- [Exercise description] Please write out each of the items below word for word, leaving the pictures out of your answer.

(Data records)
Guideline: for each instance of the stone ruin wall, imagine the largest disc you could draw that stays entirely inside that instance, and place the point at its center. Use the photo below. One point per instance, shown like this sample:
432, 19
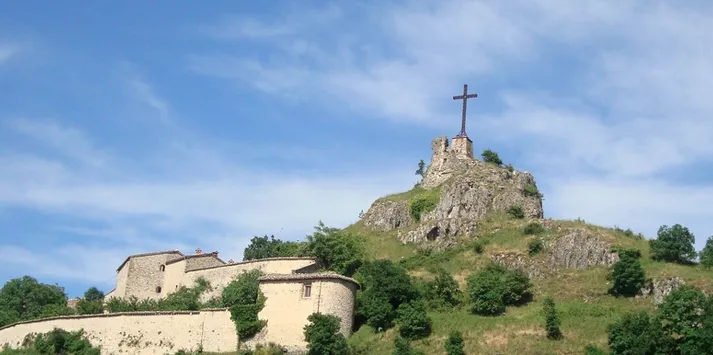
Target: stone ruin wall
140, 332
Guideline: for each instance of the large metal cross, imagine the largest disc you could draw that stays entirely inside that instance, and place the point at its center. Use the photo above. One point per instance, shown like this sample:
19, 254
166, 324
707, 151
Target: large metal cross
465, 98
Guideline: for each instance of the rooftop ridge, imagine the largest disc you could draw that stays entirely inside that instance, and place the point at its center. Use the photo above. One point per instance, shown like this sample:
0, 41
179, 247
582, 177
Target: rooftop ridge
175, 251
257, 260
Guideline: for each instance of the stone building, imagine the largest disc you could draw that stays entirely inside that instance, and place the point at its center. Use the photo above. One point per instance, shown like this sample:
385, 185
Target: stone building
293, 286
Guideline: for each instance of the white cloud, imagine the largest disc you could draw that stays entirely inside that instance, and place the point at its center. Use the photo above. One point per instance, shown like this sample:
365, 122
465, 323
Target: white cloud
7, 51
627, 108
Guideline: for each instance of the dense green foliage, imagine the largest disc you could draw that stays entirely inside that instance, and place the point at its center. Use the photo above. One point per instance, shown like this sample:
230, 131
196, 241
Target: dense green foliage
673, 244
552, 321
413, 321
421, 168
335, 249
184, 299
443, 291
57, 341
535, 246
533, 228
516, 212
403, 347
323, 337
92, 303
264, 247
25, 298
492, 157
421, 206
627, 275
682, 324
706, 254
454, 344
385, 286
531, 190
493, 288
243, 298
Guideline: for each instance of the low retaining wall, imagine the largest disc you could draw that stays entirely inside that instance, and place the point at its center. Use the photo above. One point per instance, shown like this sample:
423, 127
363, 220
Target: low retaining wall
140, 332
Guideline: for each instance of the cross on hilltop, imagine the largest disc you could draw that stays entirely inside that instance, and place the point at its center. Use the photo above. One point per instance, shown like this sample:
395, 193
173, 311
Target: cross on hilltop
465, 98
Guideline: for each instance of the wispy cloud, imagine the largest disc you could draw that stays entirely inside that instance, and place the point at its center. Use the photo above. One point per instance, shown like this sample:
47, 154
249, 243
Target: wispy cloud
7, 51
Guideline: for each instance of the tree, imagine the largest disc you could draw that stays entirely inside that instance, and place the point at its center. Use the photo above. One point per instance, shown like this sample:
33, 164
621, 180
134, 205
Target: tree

- [Answer to the task]
Guideline: for each instance of the stone ruin wall, imagine the largest disc you could draw that stays entirely inside that instance, and place the point at its center. Use the photo below. One point per instance, shown like this sample:
432, 19
Target: stone ruin wall
140, 332
Guideline: for each instance of the large metal cross, imagine the largest disc you could draw that stays entirely inside that instance, and place the point at its center. Use the photo above. One point per instance, shown like this sample:
19, 254
166, 324
707, 151
Target: large metal cross
465, 98
Guideline: for each instance of the rooftop ridge, imagine the largest disc you could draw that stays entirely inside that instance, and place the point at its center. Use the photo above. One point per instance, shown like this sample:
0, 41
179, 247
582, 177
Target: rooftop ridge
175, 251
257, 260
Guideline: for each instance of the stone building, imagine the largest disc you could draw that stays entirely inside that instance, and place the point at its center. Use the photo above. One point per instance, shown like this sample:
385, 185
Target: stone building
293, 286
Guideline: for each instance of the white cloud, imagine the largest disc you could draw that stays entirely inside that instance, and place the point at its center. Use the photo above. One point per instance, shown like this sample:
365, 122
465, 323
Target: white cloud
7, 51
627, 108
Guideline: for each instance of the dense green foliage, imagine the largest disc you could draw that stays entirely inside that instance, and place the point at its center. Use the photo above. One point per instance, shown like this sample:
230, 131
196, 241
Target: dense green foliage
673, 244
552, 321
413, 321
421, 168
335, 249
184, 299
443, 291
57, 341
535, 246
533, 228
516, 212
403, 347
323, 337
92, 303
264, 247
25, 298
492, 157
421, 206
627, 275
682, 324
706, 254
454, 344
385, 286
531, 190
493, 288
243, 298
Guideline: for each instance of the low retaining wall, imagine the largest disc you could draw that stays entirely inside that instance, and place the point at its center. Use the photo above. One point per instance, shown like this sample:
423, 127
363, 220
Target: low retaining wall
140, 332
Guideline: for each instance of the cross on hilltop, imagine the largest disc you could draw that stays entirely inside that instance, and place the point at its center. Use the photo above. One point per instance, shown like this sample:
395, 193
173, 311
Target: cross on hilltop
465, 98
Guideline: for each instance of the wispy cloud, imagine the largest disc you could draw that stays entirely inside that instance, and place the point at its center. Use the photo above. One point per instance, shown like this sample:
47, 154
249, 243
Target: wispy cloud
7, 51
Guideline: for each instance of the tree, imagine the largest disc you could draw that stays entirely inside that instance, and place the point at its center. Use the photo above. One point per instance, shown like this sample:
33, 164
621, 180
134, 205
Target: tree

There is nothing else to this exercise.